__Action item__
Within the listing, how many lines hold the word "below"? Give the number by itself.

__Supplied data__

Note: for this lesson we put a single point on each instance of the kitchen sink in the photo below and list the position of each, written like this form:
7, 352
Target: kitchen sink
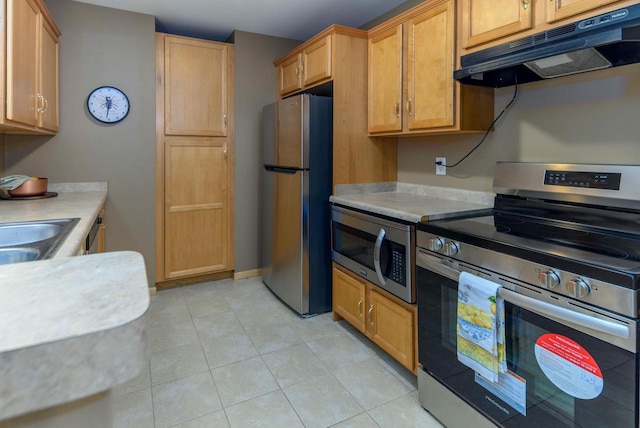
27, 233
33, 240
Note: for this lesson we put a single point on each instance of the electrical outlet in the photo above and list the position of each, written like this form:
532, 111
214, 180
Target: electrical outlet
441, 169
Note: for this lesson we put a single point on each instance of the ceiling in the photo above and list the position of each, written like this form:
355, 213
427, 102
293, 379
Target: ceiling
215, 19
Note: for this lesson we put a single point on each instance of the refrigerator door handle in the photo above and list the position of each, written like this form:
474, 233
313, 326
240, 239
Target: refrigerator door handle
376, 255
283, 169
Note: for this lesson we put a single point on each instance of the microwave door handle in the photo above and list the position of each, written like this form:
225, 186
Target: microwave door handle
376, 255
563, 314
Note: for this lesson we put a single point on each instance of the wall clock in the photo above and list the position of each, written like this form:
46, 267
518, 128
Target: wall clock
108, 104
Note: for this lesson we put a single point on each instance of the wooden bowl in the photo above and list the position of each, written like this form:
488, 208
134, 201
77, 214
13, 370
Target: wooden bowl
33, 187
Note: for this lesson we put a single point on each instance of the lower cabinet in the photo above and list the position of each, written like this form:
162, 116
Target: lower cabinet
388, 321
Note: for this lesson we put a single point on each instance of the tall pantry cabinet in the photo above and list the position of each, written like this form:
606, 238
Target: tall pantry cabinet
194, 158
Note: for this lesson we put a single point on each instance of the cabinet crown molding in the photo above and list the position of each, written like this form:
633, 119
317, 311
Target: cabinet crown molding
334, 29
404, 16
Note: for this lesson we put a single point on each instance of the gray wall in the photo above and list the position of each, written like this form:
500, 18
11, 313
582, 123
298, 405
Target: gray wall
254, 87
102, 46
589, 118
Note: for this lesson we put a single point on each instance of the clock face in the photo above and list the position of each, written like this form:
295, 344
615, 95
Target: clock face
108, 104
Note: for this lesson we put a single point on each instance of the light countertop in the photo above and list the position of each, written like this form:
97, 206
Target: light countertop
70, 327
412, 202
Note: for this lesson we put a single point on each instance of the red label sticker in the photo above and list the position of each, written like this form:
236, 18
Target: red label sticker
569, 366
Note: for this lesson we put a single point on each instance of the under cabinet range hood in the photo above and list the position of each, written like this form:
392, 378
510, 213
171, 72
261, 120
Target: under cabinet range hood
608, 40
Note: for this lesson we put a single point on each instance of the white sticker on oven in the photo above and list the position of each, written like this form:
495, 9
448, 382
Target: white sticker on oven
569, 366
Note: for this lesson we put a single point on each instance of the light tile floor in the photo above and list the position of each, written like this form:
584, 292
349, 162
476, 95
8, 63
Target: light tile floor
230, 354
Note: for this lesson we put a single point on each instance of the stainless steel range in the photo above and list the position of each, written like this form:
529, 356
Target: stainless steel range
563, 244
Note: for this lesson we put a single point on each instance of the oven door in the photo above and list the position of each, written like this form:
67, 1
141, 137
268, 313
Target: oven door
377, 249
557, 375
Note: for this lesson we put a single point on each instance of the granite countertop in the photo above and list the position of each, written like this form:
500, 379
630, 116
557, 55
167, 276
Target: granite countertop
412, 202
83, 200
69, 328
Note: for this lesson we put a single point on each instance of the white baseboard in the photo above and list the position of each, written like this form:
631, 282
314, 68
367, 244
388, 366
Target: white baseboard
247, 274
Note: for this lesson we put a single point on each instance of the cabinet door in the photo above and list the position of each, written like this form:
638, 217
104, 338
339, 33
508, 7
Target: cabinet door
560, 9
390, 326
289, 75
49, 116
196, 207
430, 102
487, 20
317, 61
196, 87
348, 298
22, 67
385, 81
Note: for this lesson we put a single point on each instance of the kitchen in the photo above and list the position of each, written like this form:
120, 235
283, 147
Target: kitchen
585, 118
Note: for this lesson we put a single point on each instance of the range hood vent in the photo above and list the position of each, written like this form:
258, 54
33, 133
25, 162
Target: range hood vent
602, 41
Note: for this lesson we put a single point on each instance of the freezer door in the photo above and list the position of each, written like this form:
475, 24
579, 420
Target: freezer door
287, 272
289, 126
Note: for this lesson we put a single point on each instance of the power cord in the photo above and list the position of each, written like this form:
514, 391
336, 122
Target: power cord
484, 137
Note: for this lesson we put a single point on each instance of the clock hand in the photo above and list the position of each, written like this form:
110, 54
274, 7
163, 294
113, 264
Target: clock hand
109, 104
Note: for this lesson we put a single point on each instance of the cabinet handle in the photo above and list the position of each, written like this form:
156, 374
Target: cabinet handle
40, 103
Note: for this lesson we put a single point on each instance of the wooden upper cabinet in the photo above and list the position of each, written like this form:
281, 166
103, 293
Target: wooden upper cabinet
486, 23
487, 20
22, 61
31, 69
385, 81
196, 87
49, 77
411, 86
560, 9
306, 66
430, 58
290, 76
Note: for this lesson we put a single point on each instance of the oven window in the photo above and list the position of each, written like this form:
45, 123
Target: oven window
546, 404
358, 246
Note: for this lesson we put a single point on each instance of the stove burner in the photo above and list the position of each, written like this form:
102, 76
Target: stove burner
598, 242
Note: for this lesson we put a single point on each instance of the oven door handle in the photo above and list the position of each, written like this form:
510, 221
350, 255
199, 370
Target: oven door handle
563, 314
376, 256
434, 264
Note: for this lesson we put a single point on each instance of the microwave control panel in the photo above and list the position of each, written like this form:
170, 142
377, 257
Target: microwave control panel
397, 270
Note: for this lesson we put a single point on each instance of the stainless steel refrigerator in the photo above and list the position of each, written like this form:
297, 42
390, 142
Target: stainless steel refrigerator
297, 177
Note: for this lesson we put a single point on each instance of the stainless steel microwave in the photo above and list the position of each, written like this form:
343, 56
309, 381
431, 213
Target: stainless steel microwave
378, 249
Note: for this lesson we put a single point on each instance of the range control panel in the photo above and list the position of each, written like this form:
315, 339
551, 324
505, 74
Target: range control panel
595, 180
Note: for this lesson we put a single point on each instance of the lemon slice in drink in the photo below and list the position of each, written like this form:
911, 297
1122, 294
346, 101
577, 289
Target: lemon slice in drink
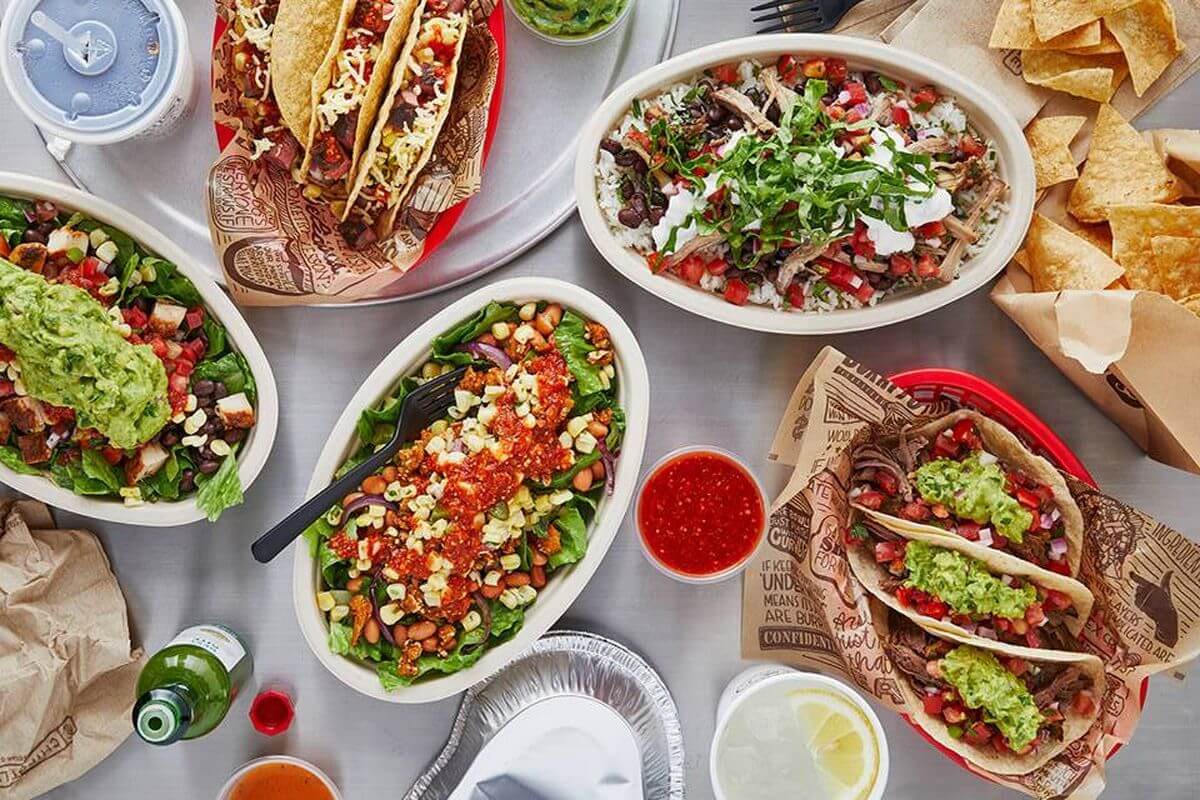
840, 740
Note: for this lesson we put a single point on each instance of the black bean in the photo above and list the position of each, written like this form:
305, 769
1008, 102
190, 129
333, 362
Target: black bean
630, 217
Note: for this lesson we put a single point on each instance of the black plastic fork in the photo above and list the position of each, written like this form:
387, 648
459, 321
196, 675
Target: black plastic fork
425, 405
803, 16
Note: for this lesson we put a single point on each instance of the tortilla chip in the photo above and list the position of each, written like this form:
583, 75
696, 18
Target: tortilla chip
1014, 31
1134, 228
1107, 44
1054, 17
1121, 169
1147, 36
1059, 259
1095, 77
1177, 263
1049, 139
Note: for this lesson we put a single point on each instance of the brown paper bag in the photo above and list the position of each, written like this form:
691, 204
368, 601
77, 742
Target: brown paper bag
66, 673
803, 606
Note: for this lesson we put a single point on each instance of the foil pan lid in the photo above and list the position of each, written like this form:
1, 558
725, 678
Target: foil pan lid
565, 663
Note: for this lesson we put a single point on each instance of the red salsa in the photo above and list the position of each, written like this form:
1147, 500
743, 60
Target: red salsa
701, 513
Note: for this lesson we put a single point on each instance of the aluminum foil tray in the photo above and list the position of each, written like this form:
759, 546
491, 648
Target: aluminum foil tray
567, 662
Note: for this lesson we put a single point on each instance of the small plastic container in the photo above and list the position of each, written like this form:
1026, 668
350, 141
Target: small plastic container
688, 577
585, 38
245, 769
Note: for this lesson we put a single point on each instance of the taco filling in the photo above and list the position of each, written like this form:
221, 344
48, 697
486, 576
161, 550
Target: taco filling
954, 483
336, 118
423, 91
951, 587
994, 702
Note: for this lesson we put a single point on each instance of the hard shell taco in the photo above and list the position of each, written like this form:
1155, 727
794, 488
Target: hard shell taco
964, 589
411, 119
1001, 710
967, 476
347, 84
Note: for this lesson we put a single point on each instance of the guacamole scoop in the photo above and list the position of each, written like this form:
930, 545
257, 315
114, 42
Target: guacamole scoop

__Task response__
2